# FRAGMENTO
No recuerdo que nadie comprara el palito-bombón helado (¿o eran “palito” y “bombón helado”, dos cosas, y la velocidad del voceo los unía?). Lo que sí recuerdo es que esos menús mínimos, esos entretenimientos mandibulares más que nutritivos, eran una de las pruebas de que la multitud permanecía hechizada ante lo que sucedía en la pantalla, lo entendiera o no.
Había, además, modales específicos para el cine.
Las mamás explicaban el film o leían subtítulos en un susurro preciso que nunca molestaba a los demás espectadores (que solían, a cambio, ser amables al respecto).
No había entonces celulares, ni conversaciones sobre el último chisme televisivo, ni personas que preguntaban detalles del film a los gritos a sus contertulios.
Es cierto: no implica esto que todo tiempo pasado haya sido mejor. Eran tiempos de censura cinematográfica, de restricciones en la exhibición, de imposibilidades varias. Los chicos de entonces teníamos, a lo sumo, dos films para ver (con suerte) o reposiciones y coladas varias en las salas de barrio. Había cines en los barrios, además, varios por sección electoral, aunque también es cierto que rara vez se votaba.
Este texto no pretende ser nostálgico, sino apuntar una pérdida mucho más importante. El mal comportamiento demasiado frecuente de los espectadores de cine tiene que ver no con la falta de disciplina ni con la pauperización cultural creciente. No tiene que ver con la represión o la falta de represión.
Tiene que ver con la disminución constante del espacio público y, en consecuencia, con compartir el espacio con el resto del público.

# TAREAS
1: Enumera las cosas que, según el fragmento sobre el cine, no había entonces.
2: Reproduce al pie de la letra el tramo del fragmento que va desde "No había entonces" hasta "vez se votaba.".

# LÍNEAS EXTRAÍDAS
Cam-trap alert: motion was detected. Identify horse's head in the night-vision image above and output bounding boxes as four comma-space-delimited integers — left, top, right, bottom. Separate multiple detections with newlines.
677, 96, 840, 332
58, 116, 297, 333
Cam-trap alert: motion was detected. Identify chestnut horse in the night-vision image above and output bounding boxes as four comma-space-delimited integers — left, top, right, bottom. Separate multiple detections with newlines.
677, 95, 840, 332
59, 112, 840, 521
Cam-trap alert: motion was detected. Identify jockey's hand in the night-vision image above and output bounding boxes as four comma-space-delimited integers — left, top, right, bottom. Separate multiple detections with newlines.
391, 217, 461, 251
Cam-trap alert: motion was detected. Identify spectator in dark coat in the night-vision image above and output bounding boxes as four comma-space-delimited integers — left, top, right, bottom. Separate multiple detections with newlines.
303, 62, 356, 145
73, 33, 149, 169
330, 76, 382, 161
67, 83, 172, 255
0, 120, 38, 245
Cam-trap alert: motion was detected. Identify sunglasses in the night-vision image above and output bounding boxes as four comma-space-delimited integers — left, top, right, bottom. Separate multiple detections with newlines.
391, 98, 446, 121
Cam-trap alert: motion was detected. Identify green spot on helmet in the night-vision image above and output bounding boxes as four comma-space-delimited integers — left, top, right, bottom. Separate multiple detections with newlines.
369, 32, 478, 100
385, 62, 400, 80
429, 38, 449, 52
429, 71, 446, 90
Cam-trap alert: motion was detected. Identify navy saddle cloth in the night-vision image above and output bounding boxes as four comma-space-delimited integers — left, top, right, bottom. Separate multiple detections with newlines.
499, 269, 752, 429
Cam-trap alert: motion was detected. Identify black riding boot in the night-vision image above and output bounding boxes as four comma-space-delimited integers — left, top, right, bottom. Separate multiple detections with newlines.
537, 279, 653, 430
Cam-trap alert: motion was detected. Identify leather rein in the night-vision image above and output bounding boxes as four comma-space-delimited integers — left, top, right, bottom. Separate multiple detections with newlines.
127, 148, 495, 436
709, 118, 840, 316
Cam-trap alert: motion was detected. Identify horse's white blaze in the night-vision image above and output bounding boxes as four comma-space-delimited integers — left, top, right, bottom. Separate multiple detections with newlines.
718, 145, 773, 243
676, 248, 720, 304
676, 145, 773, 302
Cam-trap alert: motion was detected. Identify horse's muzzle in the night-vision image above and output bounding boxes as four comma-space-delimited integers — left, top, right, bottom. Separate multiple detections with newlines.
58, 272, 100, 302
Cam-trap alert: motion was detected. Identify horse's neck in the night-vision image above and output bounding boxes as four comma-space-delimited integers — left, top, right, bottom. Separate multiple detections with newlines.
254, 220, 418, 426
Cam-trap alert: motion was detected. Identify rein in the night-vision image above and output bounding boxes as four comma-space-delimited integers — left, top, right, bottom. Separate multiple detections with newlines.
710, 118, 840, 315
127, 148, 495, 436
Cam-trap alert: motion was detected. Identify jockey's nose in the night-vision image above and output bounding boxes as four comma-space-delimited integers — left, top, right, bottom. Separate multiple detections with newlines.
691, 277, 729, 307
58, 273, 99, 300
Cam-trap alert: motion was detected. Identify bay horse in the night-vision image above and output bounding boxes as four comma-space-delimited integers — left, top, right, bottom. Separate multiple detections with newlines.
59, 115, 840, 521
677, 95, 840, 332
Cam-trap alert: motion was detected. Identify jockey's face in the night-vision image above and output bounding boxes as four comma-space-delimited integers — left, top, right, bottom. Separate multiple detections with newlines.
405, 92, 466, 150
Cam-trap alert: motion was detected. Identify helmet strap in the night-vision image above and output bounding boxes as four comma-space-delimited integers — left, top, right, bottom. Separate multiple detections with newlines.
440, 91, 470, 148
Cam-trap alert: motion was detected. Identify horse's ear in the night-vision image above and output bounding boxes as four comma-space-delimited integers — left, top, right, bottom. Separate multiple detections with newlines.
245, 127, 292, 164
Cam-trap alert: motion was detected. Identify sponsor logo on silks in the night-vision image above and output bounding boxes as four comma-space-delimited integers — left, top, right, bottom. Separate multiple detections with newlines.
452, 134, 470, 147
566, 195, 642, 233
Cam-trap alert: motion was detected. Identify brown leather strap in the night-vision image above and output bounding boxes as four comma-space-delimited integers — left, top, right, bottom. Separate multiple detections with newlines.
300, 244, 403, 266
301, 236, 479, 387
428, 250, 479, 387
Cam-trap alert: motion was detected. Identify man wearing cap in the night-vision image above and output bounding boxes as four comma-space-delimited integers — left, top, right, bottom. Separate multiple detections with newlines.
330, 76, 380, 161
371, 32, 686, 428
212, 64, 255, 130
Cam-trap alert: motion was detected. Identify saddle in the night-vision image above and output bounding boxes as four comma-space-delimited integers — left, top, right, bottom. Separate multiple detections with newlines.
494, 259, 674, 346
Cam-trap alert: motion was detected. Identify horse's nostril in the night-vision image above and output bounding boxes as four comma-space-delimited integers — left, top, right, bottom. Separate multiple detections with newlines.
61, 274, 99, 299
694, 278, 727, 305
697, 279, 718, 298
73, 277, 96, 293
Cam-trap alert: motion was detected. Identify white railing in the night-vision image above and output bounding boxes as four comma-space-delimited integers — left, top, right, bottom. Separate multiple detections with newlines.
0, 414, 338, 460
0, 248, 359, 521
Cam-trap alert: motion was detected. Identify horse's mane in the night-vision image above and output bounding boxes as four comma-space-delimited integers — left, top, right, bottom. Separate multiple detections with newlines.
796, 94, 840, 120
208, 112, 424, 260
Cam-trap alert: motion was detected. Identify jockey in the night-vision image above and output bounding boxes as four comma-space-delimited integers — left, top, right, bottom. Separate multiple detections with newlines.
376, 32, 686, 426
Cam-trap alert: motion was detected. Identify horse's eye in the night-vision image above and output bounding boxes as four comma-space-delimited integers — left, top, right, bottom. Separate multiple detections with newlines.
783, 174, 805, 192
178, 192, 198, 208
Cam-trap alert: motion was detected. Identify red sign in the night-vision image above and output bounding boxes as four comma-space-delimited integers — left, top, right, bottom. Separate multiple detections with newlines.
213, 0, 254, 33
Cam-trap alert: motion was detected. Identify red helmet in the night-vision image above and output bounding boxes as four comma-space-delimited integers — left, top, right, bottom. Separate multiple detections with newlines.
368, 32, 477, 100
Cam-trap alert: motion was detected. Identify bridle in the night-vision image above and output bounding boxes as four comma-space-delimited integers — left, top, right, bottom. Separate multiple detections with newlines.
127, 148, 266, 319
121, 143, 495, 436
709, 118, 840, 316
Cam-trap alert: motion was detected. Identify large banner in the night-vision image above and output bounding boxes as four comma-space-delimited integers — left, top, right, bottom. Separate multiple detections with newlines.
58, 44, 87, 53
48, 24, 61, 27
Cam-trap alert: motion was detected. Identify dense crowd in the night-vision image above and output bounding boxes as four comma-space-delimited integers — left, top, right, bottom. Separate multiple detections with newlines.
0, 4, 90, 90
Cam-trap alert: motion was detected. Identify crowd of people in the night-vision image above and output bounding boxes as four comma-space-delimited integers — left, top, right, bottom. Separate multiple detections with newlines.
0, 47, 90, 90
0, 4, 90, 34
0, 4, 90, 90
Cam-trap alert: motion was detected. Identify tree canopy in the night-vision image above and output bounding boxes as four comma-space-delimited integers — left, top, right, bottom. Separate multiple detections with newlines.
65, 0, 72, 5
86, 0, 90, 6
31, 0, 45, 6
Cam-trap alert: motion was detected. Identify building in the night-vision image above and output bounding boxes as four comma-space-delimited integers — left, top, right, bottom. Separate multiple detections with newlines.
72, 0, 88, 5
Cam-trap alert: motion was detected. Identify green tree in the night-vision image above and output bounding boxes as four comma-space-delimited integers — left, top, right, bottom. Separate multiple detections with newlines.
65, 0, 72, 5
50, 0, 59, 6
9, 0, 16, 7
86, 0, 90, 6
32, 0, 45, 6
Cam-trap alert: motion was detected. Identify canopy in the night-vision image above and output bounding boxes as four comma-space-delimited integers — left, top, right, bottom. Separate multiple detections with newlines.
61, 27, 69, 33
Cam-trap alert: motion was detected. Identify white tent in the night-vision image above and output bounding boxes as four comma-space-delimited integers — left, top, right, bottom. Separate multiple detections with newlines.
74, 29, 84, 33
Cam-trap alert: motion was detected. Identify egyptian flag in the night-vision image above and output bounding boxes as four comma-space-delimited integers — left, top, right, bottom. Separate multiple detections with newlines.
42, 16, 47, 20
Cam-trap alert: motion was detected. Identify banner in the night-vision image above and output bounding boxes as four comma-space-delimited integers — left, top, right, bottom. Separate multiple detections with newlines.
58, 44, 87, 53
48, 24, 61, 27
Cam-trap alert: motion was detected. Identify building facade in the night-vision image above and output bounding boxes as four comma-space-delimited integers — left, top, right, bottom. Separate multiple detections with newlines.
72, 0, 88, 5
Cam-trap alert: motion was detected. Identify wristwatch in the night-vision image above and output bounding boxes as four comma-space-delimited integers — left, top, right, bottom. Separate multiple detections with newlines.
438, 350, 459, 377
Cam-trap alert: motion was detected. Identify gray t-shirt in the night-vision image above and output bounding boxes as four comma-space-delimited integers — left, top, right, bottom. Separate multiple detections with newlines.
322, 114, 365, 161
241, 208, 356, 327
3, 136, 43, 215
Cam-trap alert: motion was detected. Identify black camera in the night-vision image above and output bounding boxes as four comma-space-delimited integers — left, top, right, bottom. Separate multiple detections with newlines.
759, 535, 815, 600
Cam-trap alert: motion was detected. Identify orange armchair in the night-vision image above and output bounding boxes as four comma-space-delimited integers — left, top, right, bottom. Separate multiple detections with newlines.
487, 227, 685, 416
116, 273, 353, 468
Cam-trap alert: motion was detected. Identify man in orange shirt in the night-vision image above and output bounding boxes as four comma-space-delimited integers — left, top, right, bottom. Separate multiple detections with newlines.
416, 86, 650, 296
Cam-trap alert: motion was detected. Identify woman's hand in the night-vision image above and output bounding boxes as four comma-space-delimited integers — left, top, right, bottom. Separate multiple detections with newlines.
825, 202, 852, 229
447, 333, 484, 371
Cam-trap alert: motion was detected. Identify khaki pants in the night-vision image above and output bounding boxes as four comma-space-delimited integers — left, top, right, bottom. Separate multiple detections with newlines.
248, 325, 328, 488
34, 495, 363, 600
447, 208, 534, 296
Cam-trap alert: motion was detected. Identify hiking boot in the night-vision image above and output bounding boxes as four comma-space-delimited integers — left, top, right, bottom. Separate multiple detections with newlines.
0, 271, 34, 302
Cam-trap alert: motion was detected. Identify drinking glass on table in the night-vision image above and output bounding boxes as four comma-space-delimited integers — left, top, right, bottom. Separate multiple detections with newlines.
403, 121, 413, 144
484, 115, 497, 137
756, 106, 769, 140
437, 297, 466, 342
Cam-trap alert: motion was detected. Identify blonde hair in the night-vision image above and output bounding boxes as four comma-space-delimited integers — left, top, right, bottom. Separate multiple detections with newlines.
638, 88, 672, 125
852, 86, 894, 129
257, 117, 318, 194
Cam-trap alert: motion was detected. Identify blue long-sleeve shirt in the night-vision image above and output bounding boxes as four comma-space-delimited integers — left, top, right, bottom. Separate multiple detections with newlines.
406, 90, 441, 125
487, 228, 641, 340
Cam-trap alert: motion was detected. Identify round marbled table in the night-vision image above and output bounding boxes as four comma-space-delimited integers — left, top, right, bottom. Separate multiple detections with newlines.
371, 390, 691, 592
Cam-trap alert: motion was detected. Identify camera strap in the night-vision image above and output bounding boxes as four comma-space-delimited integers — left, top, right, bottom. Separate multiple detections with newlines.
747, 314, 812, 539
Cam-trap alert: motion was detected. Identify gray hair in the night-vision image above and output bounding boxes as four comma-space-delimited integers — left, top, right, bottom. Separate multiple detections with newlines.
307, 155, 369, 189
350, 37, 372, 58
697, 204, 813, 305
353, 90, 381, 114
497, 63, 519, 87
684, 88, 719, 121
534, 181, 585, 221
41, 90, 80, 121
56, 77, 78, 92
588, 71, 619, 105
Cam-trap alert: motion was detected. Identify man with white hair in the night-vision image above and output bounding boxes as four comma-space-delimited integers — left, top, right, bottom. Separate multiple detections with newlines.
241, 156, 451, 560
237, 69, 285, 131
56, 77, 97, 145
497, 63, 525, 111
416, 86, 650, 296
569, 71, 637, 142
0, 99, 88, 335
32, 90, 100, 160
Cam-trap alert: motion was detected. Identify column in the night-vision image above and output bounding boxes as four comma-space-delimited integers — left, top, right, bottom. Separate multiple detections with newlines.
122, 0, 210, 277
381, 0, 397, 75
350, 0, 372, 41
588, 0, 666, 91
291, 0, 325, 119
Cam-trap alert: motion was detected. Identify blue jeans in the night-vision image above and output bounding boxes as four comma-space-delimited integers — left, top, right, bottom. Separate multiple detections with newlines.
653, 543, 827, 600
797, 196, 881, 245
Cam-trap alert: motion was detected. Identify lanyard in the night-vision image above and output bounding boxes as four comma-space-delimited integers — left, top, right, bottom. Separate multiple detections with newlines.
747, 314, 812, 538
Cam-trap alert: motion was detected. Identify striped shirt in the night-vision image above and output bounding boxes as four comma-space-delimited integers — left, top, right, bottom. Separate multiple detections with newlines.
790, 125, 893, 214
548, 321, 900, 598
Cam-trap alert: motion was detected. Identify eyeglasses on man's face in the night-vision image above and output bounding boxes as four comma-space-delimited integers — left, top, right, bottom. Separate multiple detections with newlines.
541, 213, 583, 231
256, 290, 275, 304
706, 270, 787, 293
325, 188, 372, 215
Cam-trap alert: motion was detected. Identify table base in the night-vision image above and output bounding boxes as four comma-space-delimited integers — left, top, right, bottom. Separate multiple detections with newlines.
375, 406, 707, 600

# SOLUCIONES
1:
- celulares
- conversaciones sobre el último chisme televisivo
- personas que preguntaban detalles del film a los gritos a sus contertulios

2:
No había entonces celulares, ni conversaciones sobre el último chisme televisivo, ni personas que preguntaban detalles del film a los gritos a sus contertulios.
Es cierto: no implica esto que todo tiempo pasado haya sido mejor. Eran tiempos de censura cinematográfica, de restricciones en la exhibición, de imposibilidades varias. Los chicos de entonces teníamos, a lo sumo, dos films para ver (con suerte) o reposiciones y coladas varias en las salas de barrio. Había cines en los barrios, además, varios por sección electoral, aunque también es cierto que rara vez se votaba.